• **Check your understanding**
1 > Using the snakebite article, decide whether each statement agrees with it: (a) The bitten man needed more than two dozen doses of antivenom. (b) Jennifer Sutcliffe cut off the snake's head. (c) The article advises cutting at the bite to draw out the venom. For each, answer yes or no and quote the deciding words.
2 > Reproduce the passage of the snakebite article that begins at the words "For questions about" and stops after the words "might be slowed.".

• **Source document**
This is one of those useful bits of information that bears repeating no matter how many times you've heard it before: a decapitated snake head can still bite you. If you separate a snake's head from its body, don't touch it immediately. Better yet don't touch it until you splatter its brains with a shotgun.

According to KIII-TV: a Texas man needed more than two dozen doses of antivenom after a beheaded rattlesnake bit him last month near Corpus Christi.

The news station reports that Jennifer Sutcliffe and her husband were doing yard work the weekend of May 27 near Lake Corpus Christi when she spotted the snake. Her husband severed its head with a tool, but when he bent down to throw it away, the snake's head bit him. Mr. Sutcliffe survived, but it was certainly a dire and scary situation.

The dangers from a snakebite run the spectrum from swelling to death. Several factors affect the severity of a bite including the snake, the number of strikes and how deeply the fangs penetrate. The risks also depend on where a bite occurs — in a vein or a muscle, for example — and how long it takes to start treatment.

With warmer weather, more snakes are coming out of brumation, similar to hibernation. If you come across one, leave it alone. But if you are bitten, here's what to do — and not to do:


For questions about what to do, where to go or the effects of snake venom, you can also call the North Texas Poison Center at 800-222-1222.

If you have no means to get to an emergency facility, or if you are extremely dizzy or have trouble breathing, call 911.

If bitten on an extremity, try to avoid moving it so the circulation of the venom might be slowed.

Take a picture of the snake that bit you or try to remember its markings. At Parkland Memorial Hospital in Dallas, there are pictures of the most common snakes. Some people have brought the whole snake to the hospital after killing it.


Don't try to suck out the venom like you've seen in the movies. It doesn't work. Likewise, never make a cut where the snake bite is and try to draw out the venom. And don't use electricity, tourniquets, heat or suction devices.

• **Record set**
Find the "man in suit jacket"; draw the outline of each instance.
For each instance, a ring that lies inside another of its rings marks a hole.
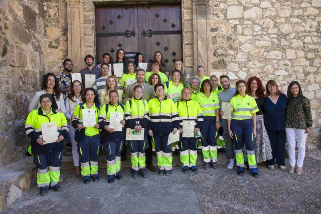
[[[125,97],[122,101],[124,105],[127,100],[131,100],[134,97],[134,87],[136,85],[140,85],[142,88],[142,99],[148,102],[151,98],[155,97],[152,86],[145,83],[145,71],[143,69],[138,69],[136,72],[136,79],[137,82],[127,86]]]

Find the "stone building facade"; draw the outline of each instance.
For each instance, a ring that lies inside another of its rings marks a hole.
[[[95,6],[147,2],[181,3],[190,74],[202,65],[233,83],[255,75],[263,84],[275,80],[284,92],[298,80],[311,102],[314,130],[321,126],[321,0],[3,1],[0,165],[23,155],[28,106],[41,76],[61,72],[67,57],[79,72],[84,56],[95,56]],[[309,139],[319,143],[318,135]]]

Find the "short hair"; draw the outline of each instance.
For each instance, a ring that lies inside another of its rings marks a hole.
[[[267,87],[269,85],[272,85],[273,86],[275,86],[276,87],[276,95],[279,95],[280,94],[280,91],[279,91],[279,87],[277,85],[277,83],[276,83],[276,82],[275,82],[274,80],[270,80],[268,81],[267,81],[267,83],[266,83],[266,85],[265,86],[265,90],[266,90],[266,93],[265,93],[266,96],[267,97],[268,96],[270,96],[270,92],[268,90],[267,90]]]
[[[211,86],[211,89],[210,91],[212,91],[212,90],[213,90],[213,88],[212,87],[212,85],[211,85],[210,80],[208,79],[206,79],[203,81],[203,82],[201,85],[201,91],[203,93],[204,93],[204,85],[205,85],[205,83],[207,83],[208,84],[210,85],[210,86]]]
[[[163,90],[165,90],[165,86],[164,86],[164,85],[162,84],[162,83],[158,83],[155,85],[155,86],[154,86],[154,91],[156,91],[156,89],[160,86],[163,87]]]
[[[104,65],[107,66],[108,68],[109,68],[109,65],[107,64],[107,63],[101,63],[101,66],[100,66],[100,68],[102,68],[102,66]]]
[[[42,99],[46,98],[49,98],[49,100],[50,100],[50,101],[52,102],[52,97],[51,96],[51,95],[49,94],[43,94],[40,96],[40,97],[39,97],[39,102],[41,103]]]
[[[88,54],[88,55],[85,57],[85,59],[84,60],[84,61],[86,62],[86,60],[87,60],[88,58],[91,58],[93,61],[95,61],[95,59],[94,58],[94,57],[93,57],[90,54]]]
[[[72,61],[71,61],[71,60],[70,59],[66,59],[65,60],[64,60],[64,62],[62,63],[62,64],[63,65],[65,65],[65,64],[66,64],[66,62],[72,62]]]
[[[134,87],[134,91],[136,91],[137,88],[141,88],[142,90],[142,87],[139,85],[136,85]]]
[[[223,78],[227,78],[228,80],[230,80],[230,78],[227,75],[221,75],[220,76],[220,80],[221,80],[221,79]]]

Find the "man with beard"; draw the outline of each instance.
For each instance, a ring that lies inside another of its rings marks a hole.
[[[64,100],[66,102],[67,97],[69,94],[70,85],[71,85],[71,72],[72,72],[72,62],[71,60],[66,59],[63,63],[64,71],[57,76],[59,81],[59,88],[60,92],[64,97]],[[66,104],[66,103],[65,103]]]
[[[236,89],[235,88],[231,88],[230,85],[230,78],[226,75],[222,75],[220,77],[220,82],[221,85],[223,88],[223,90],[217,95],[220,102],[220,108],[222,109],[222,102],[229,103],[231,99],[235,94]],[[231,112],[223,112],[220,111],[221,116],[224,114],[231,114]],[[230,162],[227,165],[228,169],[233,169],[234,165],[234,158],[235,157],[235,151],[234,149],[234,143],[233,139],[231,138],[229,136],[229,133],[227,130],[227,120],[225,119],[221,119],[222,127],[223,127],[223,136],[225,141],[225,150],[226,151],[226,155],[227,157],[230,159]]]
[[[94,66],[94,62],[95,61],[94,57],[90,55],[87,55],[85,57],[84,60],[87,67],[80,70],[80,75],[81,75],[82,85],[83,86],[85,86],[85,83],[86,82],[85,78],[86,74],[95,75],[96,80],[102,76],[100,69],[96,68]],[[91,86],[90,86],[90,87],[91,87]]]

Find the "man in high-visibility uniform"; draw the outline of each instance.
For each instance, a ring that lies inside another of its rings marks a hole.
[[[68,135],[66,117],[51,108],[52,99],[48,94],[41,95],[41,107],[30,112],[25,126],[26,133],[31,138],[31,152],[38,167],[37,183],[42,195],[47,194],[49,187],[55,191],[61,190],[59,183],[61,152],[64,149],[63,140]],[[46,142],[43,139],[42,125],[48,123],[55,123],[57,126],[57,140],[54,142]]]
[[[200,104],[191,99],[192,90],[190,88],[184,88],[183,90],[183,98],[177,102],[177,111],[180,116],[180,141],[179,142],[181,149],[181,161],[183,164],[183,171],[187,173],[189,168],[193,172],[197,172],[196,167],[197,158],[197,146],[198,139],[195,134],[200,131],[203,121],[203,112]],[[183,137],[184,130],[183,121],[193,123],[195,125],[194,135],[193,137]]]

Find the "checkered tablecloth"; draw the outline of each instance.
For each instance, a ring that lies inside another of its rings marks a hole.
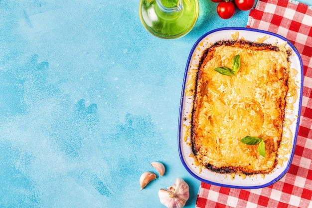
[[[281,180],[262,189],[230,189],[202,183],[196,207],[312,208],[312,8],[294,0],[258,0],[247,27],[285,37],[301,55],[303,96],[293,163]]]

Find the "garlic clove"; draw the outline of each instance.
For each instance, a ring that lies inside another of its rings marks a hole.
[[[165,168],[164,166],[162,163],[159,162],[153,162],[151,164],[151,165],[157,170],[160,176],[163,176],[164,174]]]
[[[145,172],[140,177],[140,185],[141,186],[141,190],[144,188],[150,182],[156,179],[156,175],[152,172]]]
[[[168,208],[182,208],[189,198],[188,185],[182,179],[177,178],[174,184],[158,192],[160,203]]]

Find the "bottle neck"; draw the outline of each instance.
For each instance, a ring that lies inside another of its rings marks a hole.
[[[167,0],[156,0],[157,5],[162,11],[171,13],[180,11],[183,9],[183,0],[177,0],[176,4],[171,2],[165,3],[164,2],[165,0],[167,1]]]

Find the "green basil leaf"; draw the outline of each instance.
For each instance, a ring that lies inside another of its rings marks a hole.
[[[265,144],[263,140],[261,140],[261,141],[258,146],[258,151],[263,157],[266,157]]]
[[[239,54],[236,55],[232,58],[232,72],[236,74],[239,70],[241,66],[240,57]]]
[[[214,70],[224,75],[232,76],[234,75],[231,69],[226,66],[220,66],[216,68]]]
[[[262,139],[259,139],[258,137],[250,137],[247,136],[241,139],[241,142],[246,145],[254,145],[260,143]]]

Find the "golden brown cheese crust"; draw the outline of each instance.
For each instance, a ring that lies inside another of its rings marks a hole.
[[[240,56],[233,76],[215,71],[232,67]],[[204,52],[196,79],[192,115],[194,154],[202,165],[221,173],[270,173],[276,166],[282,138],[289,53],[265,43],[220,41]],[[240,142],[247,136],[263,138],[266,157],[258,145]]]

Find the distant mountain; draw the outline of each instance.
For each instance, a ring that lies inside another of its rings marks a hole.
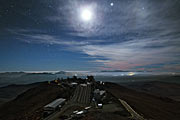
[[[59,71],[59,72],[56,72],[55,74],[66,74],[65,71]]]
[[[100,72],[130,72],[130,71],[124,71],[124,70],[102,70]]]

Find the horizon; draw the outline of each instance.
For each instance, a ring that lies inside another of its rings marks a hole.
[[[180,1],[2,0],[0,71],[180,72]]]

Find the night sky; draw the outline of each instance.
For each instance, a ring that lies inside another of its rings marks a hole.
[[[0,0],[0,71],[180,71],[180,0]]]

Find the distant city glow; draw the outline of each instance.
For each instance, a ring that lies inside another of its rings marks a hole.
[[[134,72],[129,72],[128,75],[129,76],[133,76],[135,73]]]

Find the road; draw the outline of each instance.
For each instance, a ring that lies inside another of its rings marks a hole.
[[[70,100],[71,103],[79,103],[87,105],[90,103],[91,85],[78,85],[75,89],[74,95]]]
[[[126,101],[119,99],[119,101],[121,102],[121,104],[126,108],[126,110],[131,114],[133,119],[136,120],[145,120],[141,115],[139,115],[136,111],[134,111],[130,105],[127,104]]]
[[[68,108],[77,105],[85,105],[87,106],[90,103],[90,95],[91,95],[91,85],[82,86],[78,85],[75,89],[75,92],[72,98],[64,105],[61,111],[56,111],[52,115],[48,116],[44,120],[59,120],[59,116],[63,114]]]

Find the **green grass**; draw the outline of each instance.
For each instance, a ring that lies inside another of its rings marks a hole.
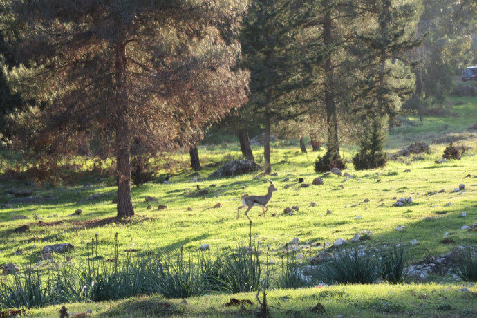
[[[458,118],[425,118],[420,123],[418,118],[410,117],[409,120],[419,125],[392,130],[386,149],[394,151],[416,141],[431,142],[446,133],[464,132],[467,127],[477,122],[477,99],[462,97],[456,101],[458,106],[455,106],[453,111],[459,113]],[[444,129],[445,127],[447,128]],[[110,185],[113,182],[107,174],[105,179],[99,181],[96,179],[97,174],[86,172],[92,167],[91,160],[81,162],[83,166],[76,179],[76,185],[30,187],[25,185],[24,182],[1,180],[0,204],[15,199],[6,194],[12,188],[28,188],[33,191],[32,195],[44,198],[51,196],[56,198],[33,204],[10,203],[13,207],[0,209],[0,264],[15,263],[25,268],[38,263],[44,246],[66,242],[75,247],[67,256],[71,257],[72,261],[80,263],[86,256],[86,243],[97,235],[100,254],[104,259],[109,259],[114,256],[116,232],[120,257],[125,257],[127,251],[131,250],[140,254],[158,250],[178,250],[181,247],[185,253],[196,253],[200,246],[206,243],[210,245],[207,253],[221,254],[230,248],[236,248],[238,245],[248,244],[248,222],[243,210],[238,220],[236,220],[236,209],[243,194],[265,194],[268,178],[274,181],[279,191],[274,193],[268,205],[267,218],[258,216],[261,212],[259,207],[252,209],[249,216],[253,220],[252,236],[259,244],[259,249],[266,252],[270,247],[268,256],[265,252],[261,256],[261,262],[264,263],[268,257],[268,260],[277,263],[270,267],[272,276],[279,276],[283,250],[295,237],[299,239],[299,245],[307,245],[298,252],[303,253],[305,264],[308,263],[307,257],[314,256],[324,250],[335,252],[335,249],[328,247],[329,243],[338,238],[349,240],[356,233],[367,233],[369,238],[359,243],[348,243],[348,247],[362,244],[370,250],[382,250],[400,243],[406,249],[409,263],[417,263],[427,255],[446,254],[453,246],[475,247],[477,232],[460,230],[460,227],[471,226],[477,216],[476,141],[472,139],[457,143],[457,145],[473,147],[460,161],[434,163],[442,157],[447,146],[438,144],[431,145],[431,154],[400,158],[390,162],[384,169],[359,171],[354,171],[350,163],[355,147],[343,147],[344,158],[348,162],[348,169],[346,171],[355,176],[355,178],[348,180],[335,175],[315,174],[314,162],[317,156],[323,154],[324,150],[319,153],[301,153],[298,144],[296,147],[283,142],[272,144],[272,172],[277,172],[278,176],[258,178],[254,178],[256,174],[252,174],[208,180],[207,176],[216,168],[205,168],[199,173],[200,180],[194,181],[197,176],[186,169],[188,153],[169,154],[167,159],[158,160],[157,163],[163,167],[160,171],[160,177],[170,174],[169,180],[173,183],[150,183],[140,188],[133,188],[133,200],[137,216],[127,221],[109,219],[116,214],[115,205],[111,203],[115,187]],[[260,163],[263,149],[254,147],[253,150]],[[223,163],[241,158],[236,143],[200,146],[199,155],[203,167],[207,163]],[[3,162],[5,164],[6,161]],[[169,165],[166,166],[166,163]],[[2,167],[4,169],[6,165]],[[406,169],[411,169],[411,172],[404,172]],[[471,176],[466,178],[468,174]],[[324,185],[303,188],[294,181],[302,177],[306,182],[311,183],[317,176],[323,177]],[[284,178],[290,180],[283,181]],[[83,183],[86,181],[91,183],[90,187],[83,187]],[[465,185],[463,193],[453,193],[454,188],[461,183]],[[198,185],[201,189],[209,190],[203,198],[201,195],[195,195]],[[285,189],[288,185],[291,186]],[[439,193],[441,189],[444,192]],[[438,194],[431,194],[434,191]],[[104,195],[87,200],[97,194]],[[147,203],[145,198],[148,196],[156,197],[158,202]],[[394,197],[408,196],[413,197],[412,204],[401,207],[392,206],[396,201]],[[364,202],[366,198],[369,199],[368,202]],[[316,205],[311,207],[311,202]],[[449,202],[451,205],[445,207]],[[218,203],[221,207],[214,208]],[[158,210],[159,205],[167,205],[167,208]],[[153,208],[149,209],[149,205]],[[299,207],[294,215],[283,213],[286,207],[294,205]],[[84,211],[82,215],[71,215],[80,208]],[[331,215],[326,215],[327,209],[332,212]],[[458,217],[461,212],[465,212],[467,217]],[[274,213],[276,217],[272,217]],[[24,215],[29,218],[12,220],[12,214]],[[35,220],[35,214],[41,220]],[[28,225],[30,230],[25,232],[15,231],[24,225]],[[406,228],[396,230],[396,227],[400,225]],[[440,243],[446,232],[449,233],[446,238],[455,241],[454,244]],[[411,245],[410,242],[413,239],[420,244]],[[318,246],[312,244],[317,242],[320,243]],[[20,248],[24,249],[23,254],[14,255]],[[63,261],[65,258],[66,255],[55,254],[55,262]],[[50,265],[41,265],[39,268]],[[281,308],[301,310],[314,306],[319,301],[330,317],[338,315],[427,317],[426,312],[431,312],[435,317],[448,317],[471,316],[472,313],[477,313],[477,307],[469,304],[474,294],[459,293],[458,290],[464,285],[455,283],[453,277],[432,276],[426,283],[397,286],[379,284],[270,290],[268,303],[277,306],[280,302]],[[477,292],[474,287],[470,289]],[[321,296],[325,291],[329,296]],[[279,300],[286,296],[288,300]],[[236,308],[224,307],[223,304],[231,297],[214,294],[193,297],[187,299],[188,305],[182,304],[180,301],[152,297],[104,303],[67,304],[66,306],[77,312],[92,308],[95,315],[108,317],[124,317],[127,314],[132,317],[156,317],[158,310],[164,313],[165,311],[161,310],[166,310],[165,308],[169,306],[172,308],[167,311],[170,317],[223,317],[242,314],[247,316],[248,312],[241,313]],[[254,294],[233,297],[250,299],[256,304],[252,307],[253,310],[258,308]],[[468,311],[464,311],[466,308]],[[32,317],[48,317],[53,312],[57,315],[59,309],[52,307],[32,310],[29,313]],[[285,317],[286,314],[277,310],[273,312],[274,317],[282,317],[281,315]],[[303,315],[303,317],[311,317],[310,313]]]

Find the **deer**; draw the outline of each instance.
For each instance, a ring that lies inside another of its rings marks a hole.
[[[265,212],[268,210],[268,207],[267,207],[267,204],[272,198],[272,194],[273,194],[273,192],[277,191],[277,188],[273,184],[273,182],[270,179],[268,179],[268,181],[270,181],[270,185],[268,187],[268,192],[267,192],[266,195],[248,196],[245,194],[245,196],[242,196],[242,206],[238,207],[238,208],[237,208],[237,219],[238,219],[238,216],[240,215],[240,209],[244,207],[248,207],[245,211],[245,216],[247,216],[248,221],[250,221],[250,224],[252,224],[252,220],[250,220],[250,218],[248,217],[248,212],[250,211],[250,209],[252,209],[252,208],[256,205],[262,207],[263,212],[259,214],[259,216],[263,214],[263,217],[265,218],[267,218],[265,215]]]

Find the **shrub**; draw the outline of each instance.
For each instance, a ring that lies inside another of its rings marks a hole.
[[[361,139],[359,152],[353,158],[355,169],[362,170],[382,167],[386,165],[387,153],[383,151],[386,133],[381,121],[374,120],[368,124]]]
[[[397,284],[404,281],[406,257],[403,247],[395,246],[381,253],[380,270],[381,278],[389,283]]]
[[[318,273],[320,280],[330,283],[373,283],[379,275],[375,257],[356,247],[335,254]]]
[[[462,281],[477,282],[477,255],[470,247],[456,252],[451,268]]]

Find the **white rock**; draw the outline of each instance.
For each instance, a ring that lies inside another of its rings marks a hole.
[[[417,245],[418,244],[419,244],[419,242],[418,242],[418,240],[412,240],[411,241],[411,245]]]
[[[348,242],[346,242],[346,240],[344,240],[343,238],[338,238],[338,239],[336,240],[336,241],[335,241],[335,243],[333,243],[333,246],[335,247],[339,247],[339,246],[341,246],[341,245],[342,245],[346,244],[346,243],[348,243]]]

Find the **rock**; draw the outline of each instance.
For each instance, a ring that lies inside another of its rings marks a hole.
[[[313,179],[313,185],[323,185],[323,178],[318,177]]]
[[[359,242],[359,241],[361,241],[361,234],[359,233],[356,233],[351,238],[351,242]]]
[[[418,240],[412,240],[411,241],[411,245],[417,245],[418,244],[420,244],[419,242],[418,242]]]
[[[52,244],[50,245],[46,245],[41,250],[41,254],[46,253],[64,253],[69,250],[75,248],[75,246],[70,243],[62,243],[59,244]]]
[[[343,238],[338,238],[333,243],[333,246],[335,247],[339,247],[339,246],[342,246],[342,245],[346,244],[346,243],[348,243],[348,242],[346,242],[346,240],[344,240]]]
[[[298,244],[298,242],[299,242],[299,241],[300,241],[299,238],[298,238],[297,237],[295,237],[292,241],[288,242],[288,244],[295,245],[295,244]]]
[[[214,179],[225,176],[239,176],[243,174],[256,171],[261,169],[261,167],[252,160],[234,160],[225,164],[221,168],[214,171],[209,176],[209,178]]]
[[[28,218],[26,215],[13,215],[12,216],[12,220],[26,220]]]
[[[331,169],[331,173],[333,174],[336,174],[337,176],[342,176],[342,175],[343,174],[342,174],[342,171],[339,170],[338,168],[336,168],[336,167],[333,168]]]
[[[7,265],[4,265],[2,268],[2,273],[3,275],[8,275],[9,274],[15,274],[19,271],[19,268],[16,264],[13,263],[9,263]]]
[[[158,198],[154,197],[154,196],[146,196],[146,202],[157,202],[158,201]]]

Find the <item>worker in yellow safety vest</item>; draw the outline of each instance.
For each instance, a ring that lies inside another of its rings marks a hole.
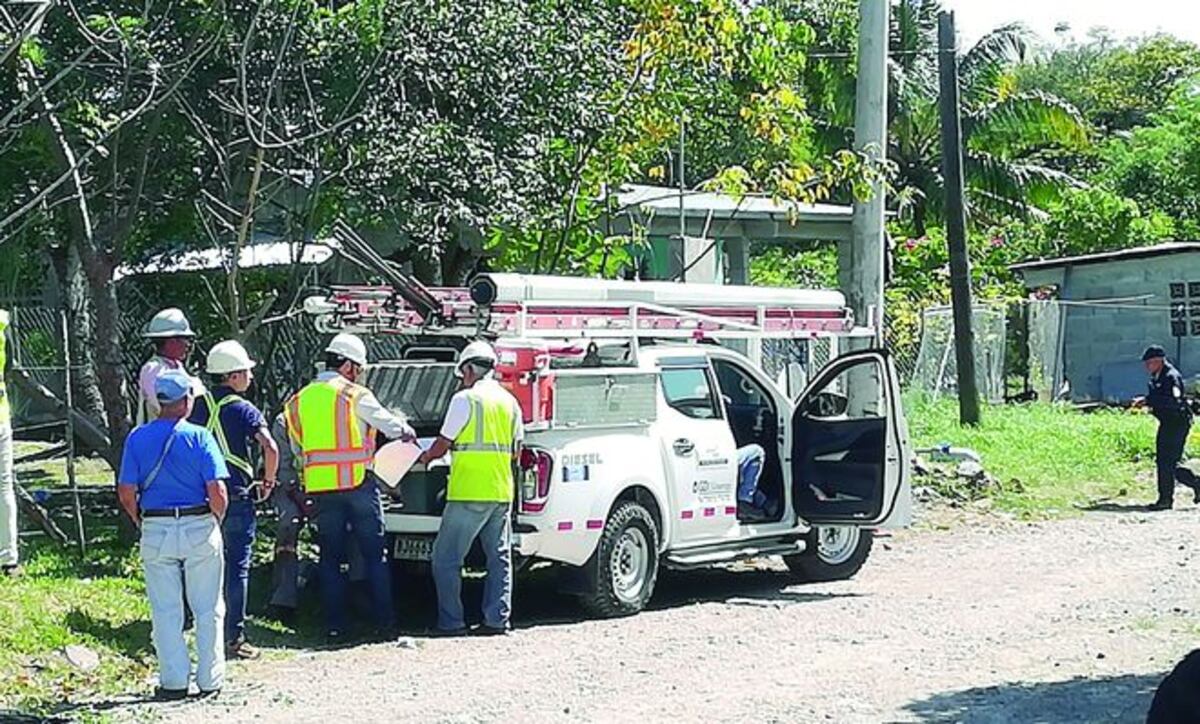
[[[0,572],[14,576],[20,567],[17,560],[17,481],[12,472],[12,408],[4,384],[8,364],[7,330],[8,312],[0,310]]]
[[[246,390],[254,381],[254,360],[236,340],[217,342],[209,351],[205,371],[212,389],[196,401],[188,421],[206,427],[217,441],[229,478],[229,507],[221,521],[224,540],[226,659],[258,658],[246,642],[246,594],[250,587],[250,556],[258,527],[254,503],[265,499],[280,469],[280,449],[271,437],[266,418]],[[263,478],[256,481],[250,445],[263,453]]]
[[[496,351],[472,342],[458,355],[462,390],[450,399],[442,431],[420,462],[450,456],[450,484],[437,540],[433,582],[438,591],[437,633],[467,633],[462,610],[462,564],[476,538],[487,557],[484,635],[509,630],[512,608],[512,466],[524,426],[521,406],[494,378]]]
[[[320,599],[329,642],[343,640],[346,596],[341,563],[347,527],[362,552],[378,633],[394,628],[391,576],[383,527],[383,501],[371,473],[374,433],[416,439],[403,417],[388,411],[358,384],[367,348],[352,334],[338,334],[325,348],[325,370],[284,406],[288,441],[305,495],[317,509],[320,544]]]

• **Solutions per task**
1 >
(a) Yes: "a Texas man needed more than two dozen doses of antivenom"
(b) No: "Her husband severed its head with a tool"
(c) No: "never make a cut where the snake bite is and try to draw out the venom"

2 >
For questions about what to do, where to go or the effects of snake venom, you can also call the North Texas Poison Center at 800-222-1222.

If you have no means to get to an emergency facility, or if you are extremely dizzy or have trouble breathing, call 911.

If bitten on an extremity, try to avoid moving it so the circulation of the venom might be slowed.